Repeat the data below exactly. Include each line.
(Listed entries Opens)
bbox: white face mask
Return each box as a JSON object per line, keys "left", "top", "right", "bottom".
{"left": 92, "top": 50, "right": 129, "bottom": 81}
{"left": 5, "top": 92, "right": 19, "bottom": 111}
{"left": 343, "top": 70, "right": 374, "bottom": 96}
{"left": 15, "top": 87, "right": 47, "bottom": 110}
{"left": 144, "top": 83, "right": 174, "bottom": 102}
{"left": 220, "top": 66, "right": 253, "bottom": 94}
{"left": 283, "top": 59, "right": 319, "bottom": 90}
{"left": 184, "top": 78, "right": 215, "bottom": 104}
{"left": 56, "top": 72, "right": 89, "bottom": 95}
(Listed entries Closes)
Response area:
bbox: white face mask
Return each box as a JSON object per line, keys "left", "top", "right", "bottom".
{"left": 92, "top": 50, "right": 129, "bottom": 81}
{"left": 5, "top": 92, "right": 19, "bottom": 111}
{"left": 343, "top": 70, "right": 374, "bottom": 96}
{"left": 15, "top": 87, "right": 47, "bottom": 110}
{"left": 144, "top": 83, "right": 174, "bottom": 102}
{"left": 220, "top": 66, "right": 253, "bottom": 94}
{"left": 283, "top": 59, "right": 319, "bottom": 90}
{"left": 184, "top": 78, "right": 215, "bottom": 104}
{"left": 56, "top": 72, "right": 89, "bottom": 95}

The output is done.